● Input material:
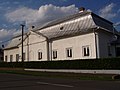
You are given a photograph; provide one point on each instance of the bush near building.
(106, 63)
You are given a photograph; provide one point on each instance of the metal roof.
(73, 24)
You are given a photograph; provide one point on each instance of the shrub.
(106, 63)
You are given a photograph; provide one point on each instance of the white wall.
(76, 43)
(104, 40)
(11, 52)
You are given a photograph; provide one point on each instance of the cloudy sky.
(37, 12)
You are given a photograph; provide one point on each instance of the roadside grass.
(79, 76)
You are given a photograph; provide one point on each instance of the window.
(24, 56)
(54, 54)
(69, 52)
(39, 55)
(86, 51)
(11, 58)
(6, 58)
(17, 57)
(109, 51)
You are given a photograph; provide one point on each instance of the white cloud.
(44, 14)
(107, 11)
(5, 34)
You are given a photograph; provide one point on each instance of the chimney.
(81, 9)
(32, 27)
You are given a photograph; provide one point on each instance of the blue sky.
(38, 12)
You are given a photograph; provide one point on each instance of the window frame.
(86, 51)
(17, 57)
(40, 55)
(69, 52)
(11, 58)
(6, 58)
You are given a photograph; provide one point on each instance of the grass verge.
(79, 76)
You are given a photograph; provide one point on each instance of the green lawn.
(57, 75)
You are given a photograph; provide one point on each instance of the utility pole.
(22, 41)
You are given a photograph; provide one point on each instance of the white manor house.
(84, 35)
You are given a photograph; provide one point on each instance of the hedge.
(106, 63)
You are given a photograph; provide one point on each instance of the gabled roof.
(73, 24)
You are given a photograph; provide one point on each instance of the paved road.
(24, 82)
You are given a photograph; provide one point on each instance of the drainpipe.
(48, 49)
(96, 45)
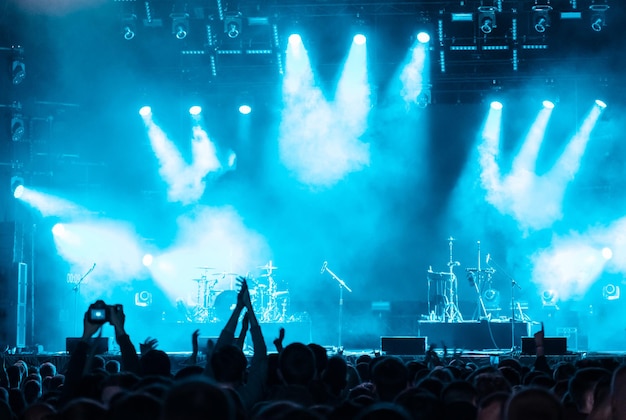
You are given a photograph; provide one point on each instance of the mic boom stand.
(342, 285)
(513, 285)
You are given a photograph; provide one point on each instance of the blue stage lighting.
(359, 39)
(295, 39)
(423, 37)
(17, 186)
(147, 260)
(496, 105)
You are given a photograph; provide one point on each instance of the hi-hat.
(267, 267)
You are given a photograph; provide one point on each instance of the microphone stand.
(514, 284)
(76, 290)
(342, 285)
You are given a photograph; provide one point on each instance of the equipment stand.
(342, 285)
(452, 313)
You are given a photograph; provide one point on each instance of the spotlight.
(598, 16)
(143, 298)
(147, 260)
(145, 111)
(424, 98)
(549, 298)
(610, 292)
(487, 18)
(541, 17)
(295, 39)
(180, 25)
(359, 39)
(232, 24)
(423, 37)
(18, 71)
(17, 186)
(245, 101)
(128, 27)
(17, 127)
(128, 33)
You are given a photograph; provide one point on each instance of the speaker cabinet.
(99, 344)
(551, 345)
(403, 346)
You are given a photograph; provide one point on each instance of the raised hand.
(89, 328)
(194, 341)
(278, 342)
(149, 344)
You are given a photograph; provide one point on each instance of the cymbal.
(224, 273)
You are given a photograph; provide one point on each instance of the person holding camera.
(96, 316)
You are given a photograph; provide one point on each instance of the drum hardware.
(452, 313)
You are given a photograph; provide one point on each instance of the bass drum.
(225, 302)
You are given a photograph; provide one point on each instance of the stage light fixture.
(147, 260)
(180, 25)
(143, 299)
(610, 292)
(17, 186)
(549, 298)
(295, 39)
(496, 105)
(423, 37)
(487, 18)
(18, 68)
(232, 24)
(541, 17)
(598, 16)
(17, 127)
(145, 111)
(601, 103)
(424, 98)
(359, 39)
(128, 27)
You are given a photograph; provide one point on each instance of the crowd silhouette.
(302, 381)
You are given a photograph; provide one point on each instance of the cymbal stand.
(514, 284)
(342, 285)
(479, 282)
(452, 313)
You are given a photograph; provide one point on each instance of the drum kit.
(270, 304)
(443, 299)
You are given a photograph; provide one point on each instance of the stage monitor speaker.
(403, 346)
(551, 345)
(99, 344)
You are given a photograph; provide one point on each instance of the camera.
(100, 313)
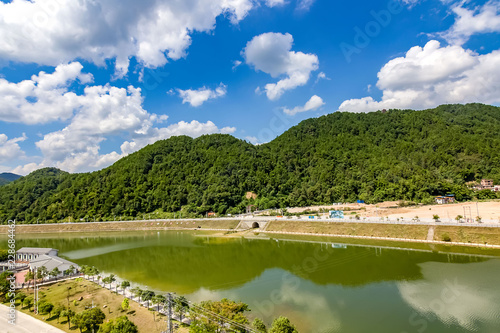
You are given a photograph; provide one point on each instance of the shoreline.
(436, 233)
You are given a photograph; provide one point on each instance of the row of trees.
(208, 316)
(398, 155)
(89, 320)
(42, 273)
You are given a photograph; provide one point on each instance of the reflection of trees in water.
(180, 259)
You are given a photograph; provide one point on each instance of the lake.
(327, 286)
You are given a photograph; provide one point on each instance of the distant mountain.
(390, 155)
(7, 177)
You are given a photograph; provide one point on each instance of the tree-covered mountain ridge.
(386, 155)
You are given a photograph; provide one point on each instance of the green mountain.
(394, 155)
(7, 177)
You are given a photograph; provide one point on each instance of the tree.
(137, 292)
(147, 295)
(110, 279)
(125, 285)
(28, 302)
(125, 304)
(58, 311)
(224, 309)
(55, 272)
(181, 305)
(259, 325)
(29, 276)
(119, 325)
(41, 272)
(282, 325)
(5, 284)
(69, 314)
(45, 307)
(89, 319)
(20, 297)
(158, 299)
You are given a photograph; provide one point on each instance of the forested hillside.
(393, 155)
(6, 178)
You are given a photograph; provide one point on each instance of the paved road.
(24, 323)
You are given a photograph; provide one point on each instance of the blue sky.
(83, 84)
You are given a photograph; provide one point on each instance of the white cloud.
(44, 98)
(9, 149)
(304, 5)
(98, 113)
(322, 76)
(482, 19)
(198, 97)
(314, 103)
(236, 64)
(433, 75)
(273, 3)
(154, 31)
(270, 53)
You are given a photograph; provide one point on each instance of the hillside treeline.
(341, 157)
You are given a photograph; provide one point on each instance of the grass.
(67, 292)
(476, 235)
(124, 226)
(462, 234)
(352, 228)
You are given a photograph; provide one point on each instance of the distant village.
(485, 184)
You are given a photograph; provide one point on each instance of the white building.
(30, 253)
(51, 262)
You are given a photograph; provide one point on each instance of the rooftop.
(51, 262)
(35, 250)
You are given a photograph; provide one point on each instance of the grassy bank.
(477, 235)
(123, 226)
(68, 293)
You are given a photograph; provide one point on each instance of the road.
(24, 323)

● Task details: In the listing above, the lines from the one containing "the grassy bank." through the last line are to be returned exactly.

● Response to the exercise:
You are given a photograph; provide one point on each instance of the grassy bank.
(477, 235)
(123, 226)
(68, 293)
You are given a photograph; provide one point on each instance of the road.
(24, 323)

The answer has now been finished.